[start of Source]
# Looking for an Atrix developer....



## b16 (Jun 6, 2011)

We received an Atrix today with a busted screen and no battery, we are replacing the parts and handing it out, if you know of a developer you would like to get working on it get them in here and let us know. You know the drill, its free.


----------



## trsohmers (Jun 7, 2011)

I would love to start working on it since the bootloader has been unlocked and it is fairly similar to the Xoom... I don't have AT&T, but I think I can do a lot with it (especially with it's webtop functionality... how about ditch the WebtopOS and run Ubuntu on it?)


----------



## Brandon15811 (Jul 5, 2011)

trsohmers said:


> I would love to start working on it since the bootloader has been unlocked and it is fairly similar to the Xoom... I don't have AT&T, but I think I can do a lot with it (especially with it's webtop functionality... how about ditch the WebtopOS and run Ubuntu on it?)


 The webtop is based on ubuntu


----------



## trsohmers (Jun 7, 2011)
[end of Source]
[start of Extracted entries]
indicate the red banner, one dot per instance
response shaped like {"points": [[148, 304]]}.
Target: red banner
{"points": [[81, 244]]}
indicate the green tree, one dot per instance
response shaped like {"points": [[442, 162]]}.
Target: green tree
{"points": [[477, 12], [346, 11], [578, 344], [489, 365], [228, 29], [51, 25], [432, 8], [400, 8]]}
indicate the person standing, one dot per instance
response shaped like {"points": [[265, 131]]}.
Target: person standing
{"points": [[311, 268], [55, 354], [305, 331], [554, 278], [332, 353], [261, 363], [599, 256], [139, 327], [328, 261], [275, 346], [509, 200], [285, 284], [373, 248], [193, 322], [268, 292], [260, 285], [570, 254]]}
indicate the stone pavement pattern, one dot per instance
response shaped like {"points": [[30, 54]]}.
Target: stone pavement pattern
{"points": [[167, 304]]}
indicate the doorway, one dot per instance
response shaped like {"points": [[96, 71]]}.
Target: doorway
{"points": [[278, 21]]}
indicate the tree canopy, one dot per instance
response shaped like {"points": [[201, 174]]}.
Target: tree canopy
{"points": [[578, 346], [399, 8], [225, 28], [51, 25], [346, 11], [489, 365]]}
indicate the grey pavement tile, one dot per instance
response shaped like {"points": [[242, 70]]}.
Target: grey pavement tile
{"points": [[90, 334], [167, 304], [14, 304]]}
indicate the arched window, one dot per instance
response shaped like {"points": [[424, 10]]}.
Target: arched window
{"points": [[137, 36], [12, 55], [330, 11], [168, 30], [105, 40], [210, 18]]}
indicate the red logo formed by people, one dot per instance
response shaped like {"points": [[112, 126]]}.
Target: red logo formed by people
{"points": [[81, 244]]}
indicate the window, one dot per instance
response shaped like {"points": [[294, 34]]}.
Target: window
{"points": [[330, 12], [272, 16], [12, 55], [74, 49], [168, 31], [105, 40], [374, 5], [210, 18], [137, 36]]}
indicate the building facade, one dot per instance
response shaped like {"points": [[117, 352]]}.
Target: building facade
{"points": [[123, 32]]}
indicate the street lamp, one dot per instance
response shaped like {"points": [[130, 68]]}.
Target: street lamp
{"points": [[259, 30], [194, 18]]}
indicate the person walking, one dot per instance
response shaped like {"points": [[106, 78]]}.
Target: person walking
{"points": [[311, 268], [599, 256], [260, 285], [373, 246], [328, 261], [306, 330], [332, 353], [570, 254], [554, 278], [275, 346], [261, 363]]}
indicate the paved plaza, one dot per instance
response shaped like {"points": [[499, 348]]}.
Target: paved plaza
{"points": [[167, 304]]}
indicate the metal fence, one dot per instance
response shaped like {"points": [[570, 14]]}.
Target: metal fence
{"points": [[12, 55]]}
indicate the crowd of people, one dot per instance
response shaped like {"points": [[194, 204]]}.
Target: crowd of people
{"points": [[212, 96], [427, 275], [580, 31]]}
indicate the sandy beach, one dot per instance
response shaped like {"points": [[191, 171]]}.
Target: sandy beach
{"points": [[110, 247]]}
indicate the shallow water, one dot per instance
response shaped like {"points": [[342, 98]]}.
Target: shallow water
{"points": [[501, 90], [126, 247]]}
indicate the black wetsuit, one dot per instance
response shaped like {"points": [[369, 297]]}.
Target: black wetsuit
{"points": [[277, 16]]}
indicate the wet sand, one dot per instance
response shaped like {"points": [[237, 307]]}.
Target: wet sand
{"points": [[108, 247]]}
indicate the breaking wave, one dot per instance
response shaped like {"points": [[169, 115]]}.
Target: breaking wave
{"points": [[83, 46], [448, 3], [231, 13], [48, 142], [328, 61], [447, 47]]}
[end of Extracted entries]
### Exercise A
Count the lines of the records that contain the string "tile", treating uppercase and lowercase as different, and reply with the number alone.
### Exercise B
Continue the Atrix developer thread from the point where it stops.

### Expected output A
2

### Expected output B
Thanks for that info.. I have been looking around to see how the whole webtop works, but can't find a lot. It looks like Motorola has released the source code and everything required by the GPL (http://sourceforge.net/motorola/atrix/news/) but nothing else. From my understanding, the webtop laptop is just a shell, and all the processing and storage is on the Atrix itself... and if that is true than it must be virtualizing it in what I am guessing is a chroot jail similar to other Ubuntu on Android methods. If all of that is true, than it may be possible to adapt this more efficient and more useable virtualized Ubuntu to work on at least other Tegra 2 devices, but possibly any Android device.

I'll stop with the techno babble and post my results if I ever get a webtop device.


----------



## t0dbld (Aug 14, 2011)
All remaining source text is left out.